Showing posts with label Wrecked. Show all posts
Showing posts with label Wrecked. Show all posts

Monday, March 18, 2013

Book Review: Wrecked by ER Frank

Title: Wrecked
Author: ER Frank
Pages: 247
Publisher: Simon Pulse
Year Published: 2005

“Dear anyone who cared about Cameron,
I was the driver of the ‘other’ car. The police and my mother and my father and plenty of people are saying that I didn’t kill her. But I know I did. That’s what her parents must believe. And my brother, Jack. He always sees what’s true. I want to tell him how sorry I am about the accident. I want to say a lot of things to him and to everybody- like how Cameron was smart and beautiful and kind in a way that isn’t all that common in high school. Like how much Jack loved her and how sometimes I hear him crying through the wall at night. I want to say how bad everything can get.
In one split second.
Upside down and shattered.
Just like that.
Wrecked.”

My Rating: 3/5

I really expected more from this book. I thought that it would make my heart race and lead me to experience something I hope to never experience but in reality it just wasn’t what I wanted to read about. There were so many issues with each character it took so much time to sort out what was happening with everything that I found myself dissecting the story line it’s self and realizing that this just isn’t a book for people like me. I just found that by taking my psychology course I learned much of the same thing. The best part of this book for me was probably how therapy was incorporated with the story itself. I did enjoy how each character was complex I just wonder if maybe they’re too complex in one short novel.
THANK YOU ER FRANK FOR SHOWING THERAPY AS NOTHING TO BE ASHAMED OF!

■ LIST OF TASKS ■
1. Reproduce the stretch of the book review from "Title: Wrecked" through "Just like that.".
2. According to the book review, what was the best part of the book for the reviewer?
3. Render this sentence from the book review in Spanish: "The best part of this book for me was probably how therapy was incorporated with the story itself."

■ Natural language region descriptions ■
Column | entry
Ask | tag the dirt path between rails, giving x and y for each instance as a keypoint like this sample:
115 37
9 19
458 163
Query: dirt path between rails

■ REPLIES ■
1.
Title: Wrecked
Author: ER Frank
Pages: 247
Publisher: Simon Pulse
Year Published: 2005

“Dear anyone who cared about Cameron,
I was the driver of the ‘other’ car. The police and my mother and my father and plenty of people are saying that I didn’t kill her. But I know I did. That’s what her parents must believe. And my brother, Jack. He always sees what’s true. I want to tell him how sorry I am about the accident. I want to say a lot of things to him and to everybody- like how Cameron was smart and beautiful and kind in a way that isn’t all that common in high school. Like how much Jack loved her and how sometimes I hear him crying through the wall at night. I want to say how bad everything can get.
In one split second.
Upside down and shattered.
Just like that.

2. How therapy was incorporated with the story itself.

3. La mejor parte de este libro para mí fue probablemente cómo se incorporó la terapia a la historia misma.